## What you are asked to do
In the passage on People v. Champion and the plain feel doctrine, why did the customs officers in 1756 vow to return after their unsuccessful search? Answer in one to three sentences.

## Page text

Ad hoc adjudication: People v. Champion, another confusing element in the turmoil following Minnesota v. Dickerson.

AuthorDial, Audra A.

Picture two incidents separated by more than two hundred years, but uniquely similar: a government search of a private citizen suspected of committing a crime. A writ of assistance, similar to a modern search warrant but affording greater police discretion, justified the first search.(1) The plain feel doctrine justified the second search.(2) This exception to the Fourth Amendment's warrant requirement, established by the U.S. Supreme Court in Minnesota v. Dickerson,(3) allows an officer to search for and seize contraband that is immediately apparent to him during a patdown search for weapons.(4)

In 1756, two uniformed customs agents stopped a man suspected of smuggling illegal goods into the colonies.(5) Under the guise of a writ of assistance, the officers searched his person and his home in an effort to find damning evidence against him.(6) The colonist was innocent, but the officers continued the search in an attempt to find even the tiniest shred of evidence linking him to the crime.(7) After an unsuccessful search, the officers vowed to return, as their search authority remained valid during the reign of the monarch in power during their issuance.(8)

In 1996, two uniformed police officers stopped a man suspected of possessing illegal narcotics in Michigan.(9) Following clearly enumerated exceptions to the Fourth Amendment,(10) the officers conducted a patdown search of his person and felt potential contraband in his pants.(11) When the officers removed the questionable object, they found a prescription pill bottle, a container that is legal to possess.(12) The officers then invaded the sanctity of the suspect's privacy interests by opening the container to discover cocaine.(13) During this final search, the officers' conduct more closely resembled the custom agents' behavior in 1756 than conduct deemed allowable by Dickerson's plain feel exception.(14)

## Data listing

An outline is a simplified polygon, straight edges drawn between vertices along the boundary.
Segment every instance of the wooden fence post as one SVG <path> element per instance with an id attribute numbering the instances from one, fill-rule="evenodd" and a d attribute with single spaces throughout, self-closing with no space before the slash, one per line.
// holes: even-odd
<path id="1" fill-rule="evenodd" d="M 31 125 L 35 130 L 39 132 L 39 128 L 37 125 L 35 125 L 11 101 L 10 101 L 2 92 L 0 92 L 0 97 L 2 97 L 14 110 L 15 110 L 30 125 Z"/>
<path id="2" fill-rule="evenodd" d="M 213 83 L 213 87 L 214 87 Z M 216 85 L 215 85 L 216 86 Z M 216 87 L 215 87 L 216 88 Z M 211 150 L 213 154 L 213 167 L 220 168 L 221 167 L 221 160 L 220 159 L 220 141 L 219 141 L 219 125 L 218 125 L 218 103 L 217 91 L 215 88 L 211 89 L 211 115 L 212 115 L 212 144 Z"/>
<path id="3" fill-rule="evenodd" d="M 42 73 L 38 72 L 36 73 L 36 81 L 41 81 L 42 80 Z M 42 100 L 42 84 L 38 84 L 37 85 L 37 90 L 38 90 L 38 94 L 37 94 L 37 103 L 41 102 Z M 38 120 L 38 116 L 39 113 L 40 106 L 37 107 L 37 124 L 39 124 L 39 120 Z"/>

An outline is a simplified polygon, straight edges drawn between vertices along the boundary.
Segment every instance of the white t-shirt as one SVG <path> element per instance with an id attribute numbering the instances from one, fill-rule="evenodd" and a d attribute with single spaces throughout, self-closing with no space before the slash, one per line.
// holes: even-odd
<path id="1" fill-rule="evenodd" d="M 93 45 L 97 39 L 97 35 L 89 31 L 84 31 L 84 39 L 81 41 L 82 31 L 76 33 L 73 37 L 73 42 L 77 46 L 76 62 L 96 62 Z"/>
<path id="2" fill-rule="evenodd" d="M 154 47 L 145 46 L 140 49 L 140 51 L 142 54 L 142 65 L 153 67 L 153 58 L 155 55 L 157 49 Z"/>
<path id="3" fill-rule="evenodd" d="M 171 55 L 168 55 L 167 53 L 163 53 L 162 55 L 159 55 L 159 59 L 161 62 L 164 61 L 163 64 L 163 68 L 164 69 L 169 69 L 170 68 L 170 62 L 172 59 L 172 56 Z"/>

## Answer to this task
They vowed to return because their search authority under the writ of assistance stayed valid throughout the reign of the monarch who was in power when it was issued.